Aim of the exercise
Reproduce the listing below word for word, leaving out the pictures.

A block of data
--------
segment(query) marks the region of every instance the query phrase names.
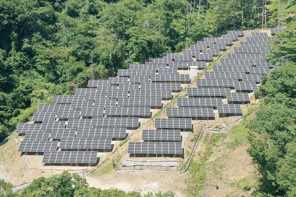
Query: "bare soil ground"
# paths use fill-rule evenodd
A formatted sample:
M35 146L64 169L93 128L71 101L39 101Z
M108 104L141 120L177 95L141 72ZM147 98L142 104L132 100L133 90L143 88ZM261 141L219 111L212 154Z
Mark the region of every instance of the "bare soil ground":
--------
Solved problem
segment(query) marks the region of every instance the query phrase names.
Query: "bare soil ground"
# paths use fill-rule evenodd
A formatted sample:
M35 146L64 169L93 128L71 101L39 101Z
M108 104L141 120L177 95L141 72ZM147 98L142 104L132 100L133 90L143 88ZM261 141L219 111L212 154Z
Mark the region of every instance of the "bare soil ground":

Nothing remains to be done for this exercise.